## Text
================================
At a unicouple or module level, different p-type TE compounds, such as Bi2Te3, MgAgSb, GeTe, CdSb, and CoSb3, have been used for pairing with n-Mg3Sb2. The modules made from different material combinations have offered outstanding power generation performance in the low and medium temperature range.

However, it is noticeable that these modules are all fabricated using different-parent n- and p-type TE compounds. Due to the different TE and chemical properties of these n- and p-type alloys, cumbersome device geometry design and individually selecting suitable barrier layers are needed.

More critically, TE modules for power generation usually operate at large temperature gradients (e.g. 300~500 K for mid-temperature power generation applications) and fluctuating temperatures, so the differences in physical parameters of n- and p-type TE materials, such as the coefficient of thermal expansion, will result in high thermal stresses that can easily lead to device failure during service.

In addition, the differences in melting point and machinability of different n- and p-type TE materials impose additional constraints on the welding and assembly process.
================================
## Items from a data source
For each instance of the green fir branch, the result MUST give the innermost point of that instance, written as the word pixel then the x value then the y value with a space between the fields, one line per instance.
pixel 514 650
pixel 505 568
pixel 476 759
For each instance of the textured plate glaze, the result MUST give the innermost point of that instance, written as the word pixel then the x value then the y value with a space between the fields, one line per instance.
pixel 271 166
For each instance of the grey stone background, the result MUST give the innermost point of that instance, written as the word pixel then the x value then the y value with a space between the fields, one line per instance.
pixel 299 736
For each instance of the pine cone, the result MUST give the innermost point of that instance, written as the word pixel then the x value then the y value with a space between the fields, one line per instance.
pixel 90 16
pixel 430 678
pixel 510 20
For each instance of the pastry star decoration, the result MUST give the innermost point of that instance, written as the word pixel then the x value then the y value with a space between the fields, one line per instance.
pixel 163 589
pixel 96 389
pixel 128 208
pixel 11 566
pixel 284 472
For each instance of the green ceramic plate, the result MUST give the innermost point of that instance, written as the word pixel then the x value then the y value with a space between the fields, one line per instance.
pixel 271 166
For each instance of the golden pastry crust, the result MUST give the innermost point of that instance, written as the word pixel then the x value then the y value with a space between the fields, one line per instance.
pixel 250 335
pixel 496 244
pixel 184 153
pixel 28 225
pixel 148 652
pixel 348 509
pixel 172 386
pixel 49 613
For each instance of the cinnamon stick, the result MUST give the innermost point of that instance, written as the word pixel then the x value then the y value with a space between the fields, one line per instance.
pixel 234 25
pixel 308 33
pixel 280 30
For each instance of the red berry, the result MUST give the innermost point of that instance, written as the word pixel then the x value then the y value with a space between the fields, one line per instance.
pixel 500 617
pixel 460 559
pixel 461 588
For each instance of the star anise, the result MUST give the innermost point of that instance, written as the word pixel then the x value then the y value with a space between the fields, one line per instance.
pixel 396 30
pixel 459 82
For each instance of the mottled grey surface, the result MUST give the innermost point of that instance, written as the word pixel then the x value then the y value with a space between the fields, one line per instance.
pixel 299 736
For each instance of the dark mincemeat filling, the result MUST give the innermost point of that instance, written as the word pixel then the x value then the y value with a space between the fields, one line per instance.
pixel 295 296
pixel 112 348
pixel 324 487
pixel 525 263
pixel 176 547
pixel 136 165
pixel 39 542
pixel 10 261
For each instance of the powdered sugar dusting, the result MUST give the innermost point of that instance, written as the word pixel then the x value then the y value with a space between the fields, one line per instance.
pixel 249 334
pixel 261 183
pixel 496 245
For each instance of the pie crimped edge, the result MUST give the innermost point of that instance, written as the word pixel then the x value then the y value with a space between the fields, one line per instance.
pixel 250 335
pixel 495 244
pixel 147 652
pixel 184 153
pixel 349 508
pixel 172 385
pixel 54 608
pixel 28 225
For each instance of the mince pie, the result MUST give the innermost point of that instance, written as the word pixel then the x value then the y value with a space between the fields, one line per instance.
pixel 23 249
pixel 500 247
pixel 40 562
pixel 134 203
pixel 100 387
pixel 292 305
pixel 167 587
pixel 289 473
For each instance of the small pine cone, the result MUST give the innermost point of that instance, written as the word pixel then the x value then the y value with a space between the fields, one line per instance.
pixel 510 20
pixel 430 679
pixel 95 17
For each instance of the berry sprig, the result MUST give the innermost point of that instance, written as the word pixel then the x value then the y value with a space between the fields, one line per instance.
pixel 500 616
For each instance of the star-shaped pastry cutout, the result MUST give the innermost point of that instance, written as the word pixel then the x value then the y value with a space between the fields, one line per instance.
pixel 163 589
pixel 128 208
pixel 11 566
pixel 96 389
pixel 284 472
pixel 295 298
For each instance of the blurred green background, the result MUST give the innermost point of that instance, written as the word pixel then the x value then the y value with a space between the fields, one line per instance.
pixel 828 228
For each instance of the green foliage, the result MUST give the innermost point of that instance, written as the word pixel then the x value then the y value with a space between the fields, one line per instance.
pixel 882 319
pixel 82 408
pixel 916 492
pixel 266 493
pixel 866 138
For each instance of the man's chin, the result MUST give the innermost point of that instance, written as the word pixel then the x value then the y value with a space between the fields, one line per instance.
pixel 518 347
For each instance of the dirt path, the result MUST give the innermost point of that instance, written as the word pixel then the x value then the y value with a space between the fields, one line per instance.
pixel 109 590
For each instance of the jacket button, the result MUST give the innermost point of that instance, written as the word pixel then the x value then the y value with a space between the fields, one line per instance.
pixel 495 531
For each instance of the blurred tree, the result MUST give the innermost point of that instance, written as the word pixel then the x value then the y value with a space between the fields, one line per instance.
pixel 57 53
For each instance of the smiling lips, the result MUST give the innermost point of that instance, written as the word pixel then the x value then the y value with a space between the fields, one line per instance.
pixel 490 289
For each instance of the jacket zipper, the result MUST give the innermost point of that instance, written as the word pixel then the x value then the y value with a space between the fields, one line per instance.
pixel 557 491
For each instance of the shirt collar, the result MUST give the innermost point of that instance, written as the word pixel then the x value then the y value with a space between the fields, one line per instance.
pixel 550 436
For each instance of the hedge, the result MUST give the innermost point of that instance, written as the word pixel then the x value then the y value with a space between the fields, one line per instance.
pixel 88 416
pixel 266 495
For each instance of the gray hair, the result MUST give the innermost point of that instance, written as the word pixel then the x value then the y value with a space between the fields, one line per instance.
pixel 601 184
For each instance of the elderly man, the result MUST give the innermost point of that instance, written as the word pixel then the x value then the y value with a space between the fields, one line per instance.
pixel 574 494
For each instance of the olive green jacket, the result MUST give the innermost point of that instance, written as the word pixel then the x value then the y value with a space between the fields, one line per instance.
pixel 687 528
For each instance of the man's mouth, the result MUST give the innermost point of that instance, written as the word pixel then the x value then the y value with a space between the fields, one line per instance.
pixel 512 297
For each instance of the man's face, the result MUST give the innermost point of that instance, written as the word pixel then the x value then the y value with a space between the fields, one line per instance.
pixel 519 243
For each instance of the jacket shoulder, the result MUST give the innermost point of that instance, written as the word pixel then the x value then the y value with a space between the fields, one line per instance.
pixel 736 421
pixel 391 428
================================
## Your task
Answer these about the text on thermoelectric modules:
(a) What temperature gradient does it give as an example for mid-temperature power generation?
(b) Which physical parameter does it name as a difference between n- and p-type materials that causes high thermal stresses?
(c) Which two differences does it say constrain the welding and assembly process?
These items have no connection to the text.

## Solution for this exercise
(a) 300~500 K
(b) The coefficient of thermal expansion
(c) Melting point and machinability